------ Provided records ------
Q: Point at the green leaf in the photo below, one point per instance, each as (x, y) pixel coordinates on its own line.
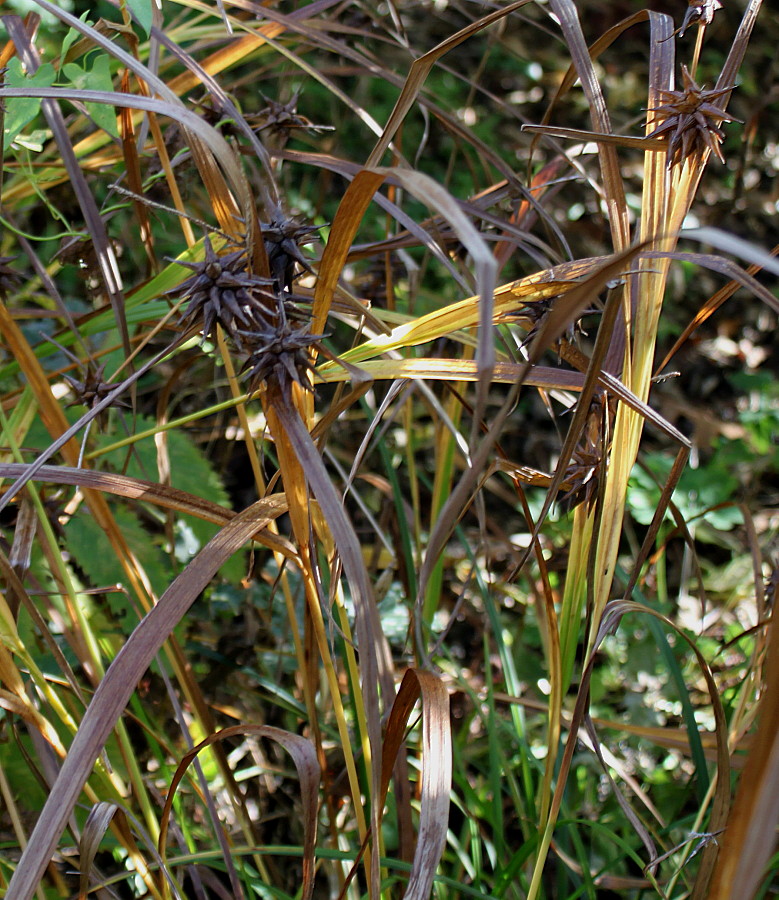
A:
(71, 37)
(98, 78)
(20, 111)
(143, 12)
(190, 471)
(92, 552)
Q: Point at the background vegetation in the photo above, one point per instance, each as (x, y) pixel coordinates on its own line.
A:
(388, 449)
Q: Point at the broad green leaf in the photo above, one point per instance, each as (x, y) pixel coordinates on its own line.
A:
(71, 37)
(98, 78)
(20, 111)
(190, 471)
(143, 12)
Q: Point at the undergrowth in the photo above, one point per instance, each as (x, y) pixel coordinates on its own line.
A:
(387, 471)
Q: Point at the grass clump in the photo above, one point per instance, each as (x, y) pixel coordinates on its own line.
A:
(359, 537)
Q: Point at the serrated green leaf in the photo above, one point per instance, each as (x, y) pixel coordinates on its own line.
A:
(92, 552)
(190, 471)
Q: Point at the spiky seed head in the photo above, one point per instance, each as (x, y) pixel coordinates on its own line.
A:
(283, 353)
(222, 290)
(691, 121)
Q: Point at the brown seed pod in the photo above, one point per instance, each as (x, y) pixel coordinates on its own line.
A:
(691, 121)
(223, 290)
(280, 352)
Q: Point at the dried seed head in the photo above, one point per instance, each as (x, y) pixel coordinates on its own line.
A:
(92, 390)
(222, 290)
(283, 238)
(691, 121)
(9, 279)
(699, 12)
(280, 352)
(586, 466)
(283, 117)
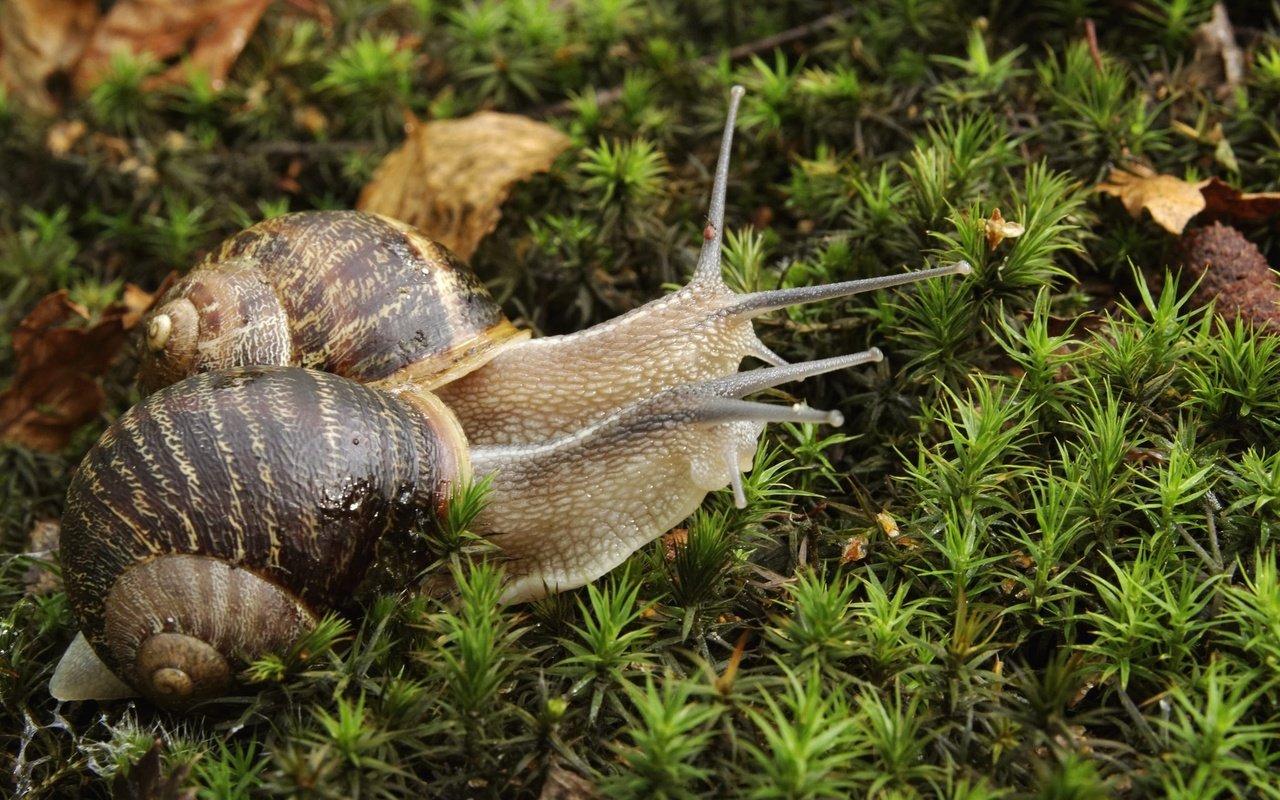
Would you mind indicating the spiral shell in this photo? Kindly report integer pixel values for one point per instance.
(344, 292)
(215, 520)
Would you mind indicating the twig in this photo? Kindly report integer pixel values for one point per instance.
(1091, 36)
(736, 54)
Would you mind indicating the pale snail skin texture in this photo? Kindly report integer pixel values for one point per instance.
(598, 442)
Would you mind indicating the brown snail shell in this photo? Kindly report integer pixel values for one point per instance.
(346, 292)
(219, 517)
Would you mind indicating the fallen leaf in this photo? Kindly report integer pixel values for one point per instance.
(451, 177)
(137, 301)
(63, 136)
(210, 33)
(562, 784)
(673, 542)
(854, 549)
(146, 780)
(55, 388)
(41, 40)
(41, 577)
(1224, 199)
(999, 229)
(888, 524)
(1171, 201)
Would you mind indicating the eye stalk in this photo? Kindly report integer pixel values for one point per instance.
(158, 332)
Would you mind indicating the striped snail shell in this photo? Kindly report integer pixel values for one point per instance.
(346, 292)
(215, 520)
(218, 519)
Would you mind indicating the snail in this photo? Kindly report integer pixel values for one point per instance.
(370, 298)
(218, 519)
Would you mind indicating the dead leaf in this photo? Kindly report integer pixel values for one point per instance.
(999, 229)
(137, 301)
(1171, 201)
(40, 577)
(63, 136)
(1224, 199)
(672, 542)
(451, 177)
(41, 40)
(210, 33)
(854, 549)
(888, 524)
(562, 784)
(146, 780)
(55, 388)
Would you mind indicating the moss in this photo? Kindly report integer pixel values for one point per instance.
(1064, 476)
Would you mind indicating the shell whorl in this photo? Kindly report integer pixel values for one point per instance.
(181, 626)
(286, 478)
(344, 292)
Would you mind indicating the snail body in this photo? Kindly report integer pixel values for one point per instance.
(188, 548)
(259, 480)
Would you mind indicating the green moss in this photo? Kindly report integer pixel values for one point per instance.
(1072, 589)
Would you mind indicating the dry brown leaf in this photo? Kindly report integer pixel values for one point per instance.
(137, 301)
(41, 40)
(1171, 201)
(562, 784)
(854, 549)
(41, 547)
(55, 388)
(999, 229)
(1224, 199)
(451, 177)
(211, 33)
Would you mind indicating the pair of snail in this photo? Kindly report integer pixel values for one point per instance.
(323, 380)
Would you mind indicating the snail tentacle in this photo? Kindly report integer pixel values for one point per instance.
(570, 510)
------
Objective: Switch every "photo" in the entries above to "image" and write all the entries out again with nothing else changed. Leave the pictures out of your answer.

Complete response:
Q: Point at the green leaf in the image below, one point per instance, each as (x, y) pixel coordinates on its own line.
A:
(71, 37)
(98, 78)
(20, 111)
(143, 12)
(190, 471)
(92, 552)
Q: Point at the background vegetation in the image above, one point per instance, each as (x, y) pixel coordinates on its own line.
A:
(388, 449)
Q: Point at the broad green leaf in the image above, one point per instance, each as (x, y) pixel coordinates on its own line.
A:
(71, 37)
(98, 78)
(20, 111)
(190, 471)
(143, 12)
Q: Point at the undergrowth in the image above, one point per instance, each as (x, y) pixel coordinates on its own line.
A:
(387, 471)
Q: Point at the grass clump in the image above, one point per instance, each as (x, y) pixel coordinates on its own line.
A:
(359, 537)
Q: Point at the serrated green leaf in the image above, one point per instance, each as (x, y) pixel coordinates on its own line.
A:
(92, 552)
(190, 471)
Q: Point at the spiky seed head in the image above, one point per instance, each as (x, y) pixel coordinates on its own line.
A:
(283, 353)
(222, 290)
(691, 121)
Q: Point at the brown seed pod in the image above, one point per instance, each as (x, y) pixel coordinates on its own line.
A:
(691, 121)
(223, 290)
(280, 352)
Q: Point at the dried seed head in the image above, one point per instance, each as (x, y) pixel coordinates on its own line.
A:
(92, 390)
(222, 290)
(283, 238)
(691, 121)
(9, 279)
(699, 12)
(280, 352)
(586, 466)
(283, 117)
Would you mind indicating the spiral shell in this image? Kindly report integer pixel values for one point per instance.
(344, 292)
(215, 520)
Would you mind indicating the twig in this image? Kindly report integer pixel values for one point per instance.
(1091, 36)
(736, 54)
Would you mind indicating the pale snail skin texture in this image? Kindly report integer pixel values for one point per instance.
(598, 442)
Would you mind indicating the brown snail shell in this image? Kindly report integer pixel values for one point per instance.
(346, 292)
(219, 517)
Would you mind indicating the fallen leaf in this image? Kindly report integer pixel values for one point per instance.
(451, 177)
(137, 301)
(63, 136)
(210, 33)
(562, 784)
(673, 542)
(854, 549)
(146, 780)
(55, 388)
(41, 40)
(41, 577)
(1224, 199)
(999, 229)
(888, 524)
(1171, 201)
Would you mind indicating the eye stalk in this image? Kindly report integer pixel values for one point per instance.
(158, 332)
Would you mind indicating the striped snail shell in this image? Kindly report integer pixel values for one point per instance.
(346, 292)
(215, 520)
(218, 519)
Would you mind indicating the snail in this image? Kindly report integer pixel values for one point per instance.
(370, 298)
(218, 519)
Would you mind indicating the dead leaf in this image? Kindly report integer pixel values for one point per instance.
(999, 229)
(137, 301)
(1171, 201)
(40, 577)
(63, 136)
(1224, 199)
(672, 542)
(451, 177)
(41, 40)
(210, 33)
(854, 549)
(888, 524)
(562, 784)
(146, 780)
(55, 388)
Would you mind indicating the moss in this image? Kindly report integer pixel values for one point per instance.
(1064, 476)
Would you mind indicating the shell whorl in this image? Kindly report integer pixel values for one point per instance.
(181, 626)
(286, 478)
(344, 292)
Would you mind indicating the snail body in this image? Kindly report integer pixel values for one point per instance.
(188, 548)
(259, 480)
Would you mind indicating the green moss in this image? Kindly report integer pixel values for one point per instance.
(1072, 589)
Would you mind indicating the dry brown leaf in this image? Kindly report integer pixel values for one point per instance.
(137, 301)
(41, 40)
(1171, 201)
(562, 784)
(854, 549)
(41, 547)
(55, 388)
(999, 229)
(1224, 199)
(451, 177)
(211, 33)
Would you mind indicating the pair of snail in this image? Kindly report integer pixel values for one point per instance.
(323, 380)
Would you mind indicating the snail tentacle in this image? Kindly report integer pixel values for one point per instance.
(570, 510)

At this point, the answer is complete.